--- Begin Material for the task ---
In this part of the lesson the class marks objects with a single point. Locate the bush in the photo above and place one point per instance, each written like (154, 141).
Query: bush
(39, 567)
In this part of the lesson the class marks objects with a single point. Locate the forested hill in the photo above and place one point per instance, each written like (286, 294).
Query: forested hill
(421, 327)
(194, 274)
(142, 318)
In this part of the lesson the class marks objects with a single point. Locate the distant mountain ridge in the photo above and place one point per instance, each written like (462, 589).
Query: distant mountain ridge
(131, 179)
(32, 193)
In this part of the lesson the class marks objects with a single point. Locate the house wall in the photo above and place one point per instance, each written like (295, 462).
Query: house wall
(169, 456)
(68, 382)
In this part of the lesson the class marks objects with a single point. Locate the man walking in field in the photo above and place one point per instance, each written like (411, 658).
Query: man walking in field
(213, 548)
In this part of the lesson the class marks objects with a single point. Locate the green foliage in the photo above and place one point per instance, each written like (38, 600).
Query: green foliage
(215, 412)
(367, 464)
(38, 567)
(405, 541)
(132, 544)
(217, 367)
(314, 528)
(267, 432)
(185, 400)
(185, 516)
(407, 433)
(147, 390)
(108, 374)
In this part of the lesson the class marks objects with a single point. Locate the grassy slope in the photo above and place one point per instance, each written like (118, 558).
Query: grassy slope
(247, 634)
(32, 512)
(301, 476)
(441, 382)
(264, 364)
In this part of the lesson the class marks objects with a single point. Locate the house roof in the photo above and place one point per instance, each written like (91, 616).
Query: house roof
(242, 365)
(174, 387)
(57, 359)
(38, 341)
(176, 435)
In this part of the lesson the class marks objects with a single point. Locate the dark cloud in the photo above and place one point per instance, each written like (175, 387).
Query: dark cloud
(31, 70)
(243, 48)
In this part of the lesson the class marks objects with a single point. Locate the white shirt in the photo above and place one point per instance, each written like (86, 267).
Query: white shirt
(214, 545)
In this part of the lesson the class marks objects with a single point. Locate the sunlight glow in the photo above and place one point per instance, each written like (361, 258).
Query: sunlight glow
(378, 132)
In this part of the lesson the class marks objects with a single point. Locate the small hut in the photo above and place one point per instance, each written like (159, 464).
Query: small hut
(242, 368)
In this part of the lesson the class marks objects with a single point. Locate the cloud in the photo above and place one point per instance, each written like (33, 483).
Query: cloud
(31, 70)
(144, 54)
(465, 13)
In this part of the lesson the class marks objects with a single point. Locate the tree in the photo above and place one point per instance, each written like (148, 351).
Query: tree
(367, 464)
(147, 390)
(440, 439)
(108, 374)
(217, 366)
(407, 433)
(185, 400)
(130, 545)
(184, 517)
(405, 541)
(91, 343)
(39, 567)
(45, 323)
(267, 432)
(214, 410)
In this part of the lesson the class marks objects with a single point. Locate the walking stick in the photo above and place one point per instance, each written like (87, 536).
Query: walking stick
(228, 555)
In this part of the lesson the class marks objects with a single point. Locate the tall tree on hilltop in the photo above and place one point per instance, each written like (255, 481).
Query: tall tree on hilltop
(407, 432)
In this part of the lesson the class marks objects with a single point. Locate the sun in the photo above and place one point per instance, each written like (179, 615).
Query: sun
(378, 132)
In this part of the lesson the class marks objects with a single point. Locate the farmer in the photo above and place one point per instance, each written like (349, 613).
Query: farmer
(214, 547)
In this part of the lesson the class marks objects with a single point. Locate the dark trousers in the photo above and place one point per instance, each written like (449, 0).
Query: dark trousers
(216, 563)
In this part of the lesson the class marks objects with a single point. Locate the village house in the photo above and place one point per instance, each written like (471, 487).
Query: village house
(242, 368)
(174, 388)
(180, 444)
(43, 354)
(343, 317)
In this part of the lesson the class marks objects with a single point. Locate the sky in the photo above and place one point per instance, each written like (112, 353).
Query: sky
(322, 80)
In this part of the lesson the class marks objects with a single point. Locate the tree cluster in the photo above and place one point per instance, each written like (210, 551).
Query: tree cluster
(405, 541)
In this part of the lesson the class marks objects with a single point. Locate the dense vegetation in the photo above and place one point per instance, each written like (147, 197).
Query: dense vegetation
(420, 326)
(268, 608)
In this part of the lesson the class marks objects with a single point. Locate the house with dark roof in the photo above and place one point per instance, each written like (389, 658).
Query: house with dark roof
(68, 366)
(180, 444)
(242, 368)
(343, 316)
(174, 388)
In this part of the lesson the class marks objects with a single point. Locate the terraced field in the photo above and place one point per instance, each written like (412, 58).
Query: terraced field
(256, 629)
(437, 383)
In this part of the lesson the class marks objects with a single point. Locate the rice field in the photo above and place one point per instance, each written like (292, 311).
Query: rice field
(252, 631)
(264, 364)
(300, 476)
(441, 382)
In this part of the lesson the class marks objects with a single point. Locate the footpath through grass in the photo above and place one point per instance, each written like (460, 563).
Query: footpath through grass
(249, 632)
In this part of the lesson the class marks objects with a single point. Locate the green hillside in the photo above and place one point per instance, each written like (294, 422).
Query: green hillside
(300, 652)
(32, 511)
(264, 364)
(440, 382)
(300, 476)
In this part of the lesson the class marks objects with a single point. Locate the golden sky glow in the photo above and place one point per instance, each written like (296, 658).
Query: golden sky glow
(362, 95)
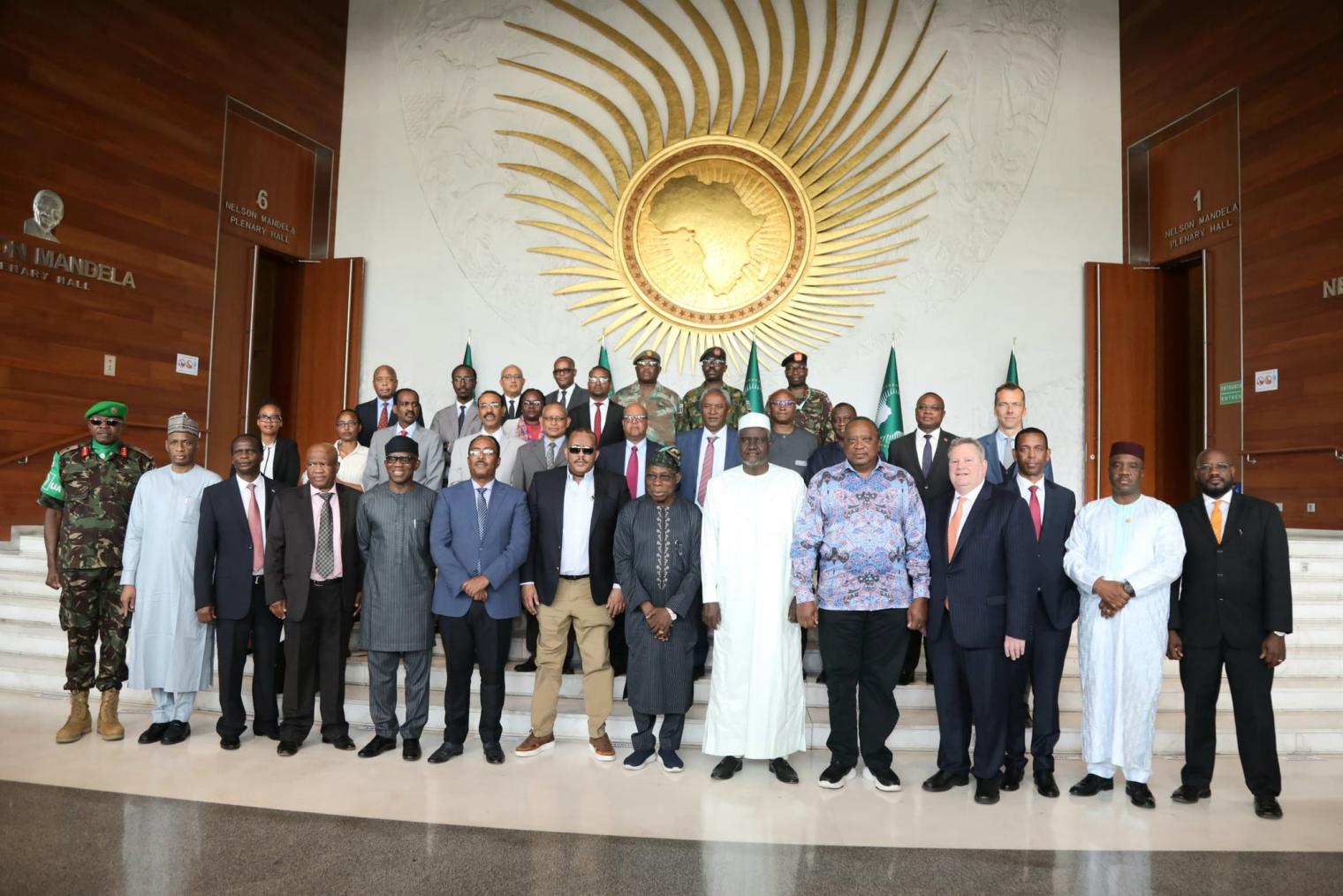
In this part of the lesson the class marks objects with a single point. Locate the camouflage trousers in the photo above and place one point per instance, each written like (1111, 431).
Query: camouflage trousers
(90, 609)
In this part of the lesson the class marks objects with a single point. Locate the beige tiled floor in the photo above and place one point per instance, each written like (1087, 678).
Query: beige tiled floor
(565, 790)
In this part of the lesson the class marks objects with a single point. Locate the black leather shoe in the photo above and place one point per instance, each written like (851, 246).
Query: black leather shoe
(175, 733)
(1091, 785)
(444, 753)
(783, 771)
(730, 766)
(1267, 806)
(376, 748)
(1188, 794)
(154, 733)
(945, 781)
(1141, 795)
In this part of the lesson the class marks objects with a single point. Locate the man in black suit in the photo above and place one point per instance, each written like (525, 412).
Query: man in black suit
(380, 411)
(568, 579)
(1054, 609)
(630, 459)
(1232, 604)
(565, 392)
(230, 583)
(313, 582)
(923, 454)
(599, 413)
(982, 563)
(278, 456)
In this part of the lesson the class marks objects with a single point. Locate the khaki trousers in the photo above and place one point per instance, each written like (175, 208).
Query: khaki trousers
(573, 606)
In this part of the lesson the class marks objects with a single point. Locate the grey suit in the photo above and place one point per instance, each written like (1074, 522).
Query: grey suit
(430, 473)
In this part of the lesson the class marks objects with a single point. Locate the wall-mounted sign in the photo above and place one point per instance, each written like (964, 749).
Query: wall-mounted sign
(51, 265)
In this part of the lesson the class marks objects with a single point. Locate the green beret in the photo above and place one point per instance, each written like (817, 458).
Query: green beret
(109, 408)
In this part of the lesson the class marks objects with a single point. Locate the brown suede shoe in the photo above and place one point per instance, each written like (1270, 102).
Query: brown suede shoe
(534, 744)
(602, 748)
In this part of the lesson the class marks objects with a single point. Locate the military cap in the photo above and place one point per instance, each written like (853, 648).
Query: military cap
(108, 408)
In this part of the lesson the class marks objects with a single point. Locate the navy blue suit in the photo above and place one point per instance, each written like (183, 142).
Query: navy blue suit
(997, 475)
(1051, 627)
(477, 632)
(979, 596)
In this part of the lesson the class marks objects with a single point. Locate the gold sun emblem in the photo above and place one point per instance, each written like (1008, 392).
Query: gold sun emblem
(772, 224)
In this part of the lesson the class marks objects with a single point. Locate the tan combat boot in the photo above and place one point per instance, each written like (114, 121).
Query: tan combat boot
(109, 727)
(78, 725)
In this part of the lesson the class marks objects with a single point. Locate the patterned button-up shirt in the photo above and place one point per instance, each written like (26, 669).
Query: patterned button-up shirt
(869, 537)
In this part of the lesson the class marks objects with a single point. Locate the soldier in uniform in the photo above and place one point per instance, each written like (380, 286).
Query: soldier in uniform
(813, 405)
(715, 364)
(661, 403)
(87, 498)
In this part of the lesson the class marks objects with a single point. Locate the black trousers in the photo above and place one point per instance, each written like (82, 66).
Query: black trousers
(262, 629)
(1252, 702)
(315, 652)
(862, 652)
(1040, 669)
(474, 640)
(970, 686)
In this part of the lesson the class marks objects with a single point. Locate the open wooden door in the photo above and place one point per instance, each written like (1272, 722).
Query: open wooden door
(1146, 371)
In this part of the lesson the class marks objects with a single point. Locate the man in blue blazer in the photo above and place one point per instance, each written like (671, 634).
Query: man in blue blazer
(478, 537)
(1054, 610)
(981, 550)
(694, 446)
(1010, 410)
(230, 582)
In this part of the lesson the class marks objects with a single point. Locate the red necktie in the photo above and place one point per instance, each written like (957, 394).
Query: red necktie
(254, 528)
(632, 472)
(1035, 511)
(705, 470)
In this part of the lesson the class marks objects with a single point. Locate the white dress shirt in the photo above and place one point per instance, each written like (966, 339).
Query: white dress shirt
(261, 505)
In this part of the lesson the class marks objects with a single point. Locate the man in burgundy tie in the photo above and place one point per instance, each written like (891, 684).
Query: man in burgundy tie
(229, 578)
(1051, 511)
(630, 459)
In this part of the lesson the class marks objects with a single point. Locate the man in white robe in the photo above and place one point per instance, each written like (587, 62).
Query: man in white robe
(756, 700)
(171, 650)
(1123, 554)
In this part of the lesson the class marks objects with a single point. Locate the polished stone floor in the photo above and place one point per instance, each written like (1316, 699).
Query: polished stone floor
(118, 817)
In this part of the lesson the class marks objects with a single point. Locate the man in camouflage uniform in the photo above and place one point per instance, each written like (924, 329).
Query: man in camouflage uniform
(87, 498)
(813, 405)
(661, 403)
(715, 364)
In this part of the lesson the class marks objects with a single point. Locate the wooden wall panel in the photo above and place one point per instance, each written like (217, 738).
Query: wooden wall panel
(1283, 61)
(118, 106)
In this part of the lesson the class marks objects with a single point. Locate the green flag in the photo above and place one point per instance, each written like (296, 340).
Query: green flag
(890, 421)
(755, 398)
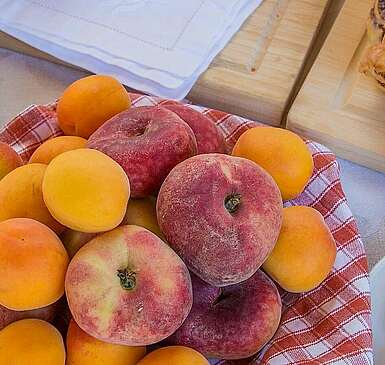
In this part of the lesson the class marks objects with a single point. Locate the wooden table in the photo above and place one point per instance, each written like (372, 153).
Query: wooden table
(255, 75)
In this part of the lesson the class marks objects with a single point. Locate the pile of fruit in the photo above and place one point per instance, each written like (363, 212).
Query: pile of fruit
(137, 233)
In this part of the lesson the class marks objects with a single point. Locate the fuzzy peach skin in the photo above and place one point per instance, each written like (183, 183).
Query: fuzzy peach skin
(234, 322)
(83, 349)
(33, 263)
(305, 251)
(209, 137)
(142, 212)
(8, 316)
(147, 142)
(128, 287)
(86, 190)
(9, 159)
(53, 147)
(174, 355)
(21, 196)
(222, 215)
(31, 342)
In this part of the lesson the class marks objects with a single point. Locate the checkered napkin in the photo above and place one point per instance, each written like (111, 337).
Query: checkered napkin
(329, 325)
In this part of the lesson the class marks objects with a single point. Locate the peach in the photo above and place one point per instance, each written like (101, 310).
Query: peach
(31, 342)
(128, 287)
(74, 240)
(282, 153)
(174, 355)
(87, 103)
(86, 190)
(147, 142)
(53, 147)
(234, 322)
(209, 137)
(142, 212)
(33, 263)
(21, 196)
(305, 251)
(9, 159)
(222, 215)
(8, 316)
(82, 349)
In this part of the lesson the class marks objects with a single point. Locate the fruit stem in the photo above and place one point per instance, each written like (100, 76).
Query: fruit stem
(127, 279)
(232, 202)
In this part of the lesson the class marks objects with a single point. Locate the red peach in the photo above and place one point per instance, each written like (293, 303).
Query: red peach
(209, 137)
(147, 142)
(234, 322)
(128, 287)
(222, 215)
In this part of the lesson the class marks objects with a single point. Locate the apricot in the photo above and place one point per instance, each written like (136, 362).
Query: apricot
(174, 355)
(49, 313)
(304, 253)
(73, 241)
(33, 264)
(86, 190)
(21, 196)
(82, 349)
(89, 102)
(142, 212)
(283, 154)
(53, 147)
(31, 342)
(9, 159)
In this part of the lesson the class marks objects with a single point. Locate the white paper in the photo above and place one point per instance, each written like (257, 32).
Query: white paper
(157, 46)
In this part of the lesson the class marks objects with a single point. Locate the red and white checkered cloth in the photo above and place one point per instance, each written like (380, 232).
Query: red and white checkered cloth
(329, 325)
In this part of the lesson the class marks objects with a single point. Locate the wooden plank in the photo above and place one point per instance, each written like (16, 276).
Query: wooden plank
--- End Material for the task ---
## Task directions
Copy the listing as a numbered list, skipping blank lines, from the line containing "like (380, 286)." through the line containing "(1146, 371)", both included.

## Response for this exercise
1. In this part of the lesson the class marks objects with a single point. Locate the soldier in uniform in the photo above and place one point per instance, each written like (380, 286).
2. Query: soldier in uniform
3. (813, 405)
4. (715, 364)
5. (661, 403)
6. (87, 498)
7. In this part of the lesson the class marks objects with a single point. Locate the black trousers in the photo above and place one point per instance, each written like (82, 66).
8. Query: black trousers
9. (262, 629)
10. (1252, 702)
11. (315, 652)
12. (862, 652)
13. (1040, 669)
14. (474, 640)
15. (970, 686)
16. In this part of the lesson the class marks objects with a single point. Locate the open wooden door in the photo above and place one point per instance, each written like (1272, 722).
17. Query: open wooden door
18. (1146, 371)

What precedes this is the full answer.